### [Exercises]
1. In the samurai sword thread, copy the passage from "That was a good" to "by the clan." word for word.
2. Answer these questions from the samurai sword thread:
(a) Which documentary series is the film from?
(b) According to the second post, what process produces the sword's legendary curve?
(c) According to the legend in the second post, how long would an archer spend perfecting his draw before letting fly his first arrow?

### [Source excerpt]
################

# Making a Samurai Sword



## Tin Falcon (Jan 1, 2013)

Another PBS Nova full length documentary on ancient blade smithing. 


http://www.pbs.org/wgbh/nova/ancient/secrets-samurai-sword.html
on my to watch list.
Tin


----------



## Beachside_Hank (Jan 1, 2013)

That was a good documentary, it's surprising to find the legendary curve is a byproduct of the laminating/ cladding process. Adherents to the Japanese code of Bushido learned a variety of fighting skills including the bow, which according to legend, before one let fly his first arrow he would spend an entire year just perfecting his draw. Makes me scoff at Tom Cruise becoming a Samurai in 90 seconds , fully accepted by the clan.


----------



## Tin Falcon (Jan 1, 2013)

################

### [Data shown]
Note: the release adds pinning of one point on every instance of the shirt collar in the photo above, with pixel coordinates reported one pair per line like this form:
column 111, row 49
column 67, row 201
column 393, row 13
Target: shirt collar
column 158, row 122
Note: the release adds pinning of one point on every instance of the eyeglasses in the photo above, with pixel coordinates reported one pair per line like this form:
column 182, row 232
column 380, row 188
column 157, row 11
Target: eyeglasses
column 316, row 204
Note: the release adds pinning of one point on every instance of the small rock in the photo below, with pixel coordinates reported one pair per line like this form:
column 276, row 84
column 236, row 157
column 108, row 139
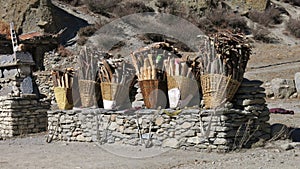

################

### [Exercise solutions]
1.
That was a good documentary, it's surprising to find the legendary curve is a byproduct of the laminating/ cladding process. Adherents to the Japanese code of Bushido learned a variety of fighting skills including the bow, which according to legend, before one let fly his first arrow he would spend an entire year just perfecting his draw. Makes me scoff at Tom Cruise becoming a Samurai in 90 seconds , fully accepted by the clan.

2.
(a) PBS Nova
(b) The laminating/cladding process
(c) An entire year